» WHAT IS NEEDED: Nothing but the data itself, reproduced exactly, is the expected answer.

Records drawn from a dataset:
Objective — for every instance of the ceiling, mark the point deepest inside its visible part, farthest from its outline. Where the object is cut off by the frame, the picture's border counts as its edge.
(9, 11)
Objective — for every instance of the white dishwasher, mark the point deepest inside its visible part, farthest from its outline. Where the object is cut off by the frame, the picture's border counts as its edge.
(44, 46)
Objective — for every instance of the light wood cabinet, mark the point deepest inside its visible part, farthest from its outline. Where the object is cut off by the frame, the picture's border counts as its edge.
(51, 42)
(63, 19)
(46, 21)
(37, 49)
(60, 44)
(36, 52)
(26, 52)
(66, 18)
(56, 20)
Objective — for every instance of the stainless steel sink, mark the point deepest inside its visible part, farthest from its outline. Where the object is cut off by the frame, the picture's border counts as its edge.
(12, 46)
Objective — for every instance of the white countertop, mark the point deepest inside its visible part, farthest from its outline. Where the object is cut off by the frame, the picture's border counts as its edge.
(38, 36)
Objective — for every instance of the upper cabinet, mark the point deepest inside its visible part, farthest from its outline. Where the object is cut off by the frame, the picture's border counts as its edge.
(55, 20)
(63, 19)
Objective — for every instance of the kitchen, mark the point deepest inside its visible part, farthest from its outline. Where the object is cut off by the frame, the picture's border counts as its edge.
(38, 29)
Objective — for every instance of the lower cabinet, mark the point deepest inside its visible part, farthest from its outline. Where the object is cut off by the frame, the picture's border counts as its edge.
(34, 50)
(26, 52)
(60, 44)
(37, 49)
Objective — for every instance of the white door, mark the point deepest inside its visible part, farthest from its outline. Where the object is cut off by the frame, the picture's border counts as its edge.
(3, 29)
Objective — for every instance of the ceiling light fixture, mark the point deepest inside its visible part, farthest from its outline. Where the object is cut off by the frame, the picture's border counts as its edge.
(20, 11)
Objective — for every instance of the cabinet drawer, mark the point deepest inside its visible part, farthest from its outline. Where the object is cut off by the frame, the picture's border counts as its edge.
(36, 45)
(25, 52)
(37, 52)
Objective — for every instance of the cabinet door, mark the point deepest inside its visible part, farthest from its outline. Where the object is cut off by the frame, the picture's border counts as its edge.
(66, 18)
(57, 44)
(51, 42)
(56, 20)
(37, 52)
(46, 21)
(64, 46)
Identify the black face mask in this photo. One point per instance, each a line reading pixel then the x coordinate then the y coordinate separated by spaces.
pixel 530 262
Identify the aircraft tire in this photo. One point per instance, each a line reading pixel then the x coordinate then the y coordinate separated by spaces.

» ANSWER SPACE:
Objective — for every instance of the ceiling, mark the point deepest inside its visible part, farthest from its outline. Where the object is cut off by the frame, the picture's border counts as its edge.
(9, 11)
Objective — for every instance of the white dishwasher, mark the point deepest inside its visible part, farthest from its outline. Where the object is cut off by the frame, the picture's border counts as its edge.
(44, 46)
Objective — for every instance of the light wood cabinet, mark the point deepest inside its visible part, farthest from its outline. Where the object is cut off by the frame, the picture's border counts as its edge.
(51, 42)
(63, 19)
(46, 21)
(37, 49)
(60, 44)
(36, 52)
(26, 52)
(66, 18)
(56, 20)
Objective — for every instance of the stainless steel sink, mark the point deepest inside its visible part, farthest from its outline. Where the object is cut off by the frame, the picture's border counts as its edge.
(12, 46)
Objective — for every instance of the white countertop, mark the point deepest inside its visible part, farthest from its outline. Where the object is cut off by the frame, the picture's border counts as its edge.
(38, 36)
Objective — for every instance of the upper cabinet, mark the point deepest inside its visible part, farthest from its outline. Where the object is cut off by the frame, the picture's border counts as its edge.
(55, 20)
(63, 19)
Objective — for every instance of the kitchen, mark the point deepest inside its visible part, farthest from its outline. Where the object is cut off by the frame, the picture's border counts as its edge.
(38, 29)
Objective — for every instance of the lower cabinet, mark the point deepest inside its visible part, farthest from its outline. Where the object is cut off by the frame, the picture's border counts as its edge.
(34, 50)
(26, 52)
(60, 44)
(37, 49)
Objective — for every instance of the white door, mark the point deepest inside its visible part, farthest from its outline. Where the object is cut off by the frame, the picture's border counts as its edge.
(3, 29)
Objective — for every instance of the ceiling light fixture, mark the point deepest inside its visible part, farthest from its outline. Where the object is cut off by the frame, the picture's border counts as its edge.
(20, 11)
Objective — for every instance of the cabinet drawer, mark the point deepest inside its visible part, farthest from its outline. Where the object is cut off by the frame, the picture's border counts as its edge.
(36, 45)
(25, 52)
(37, 52)
Objective — for every instance of the cabinet door, mark the point deepest inside its visible part, farthest from its outline. Where the object is cut off by the frame, the picture's border counts as its edge.
(66, 18)
(57, 44)
(51, 42)
(56, 20)
(37, 52)
(46, 21)
(64, 46)
Identify the black face mask in this photo. One point per instance, each a line reading pixel then the x coordinate then the y coordinate separated by spaces.
pixel 530 262
Identify the aircraft tire in this photo. One point per instance, each a line reading pixel then the x coordinate then the y coordinate separated by spaces.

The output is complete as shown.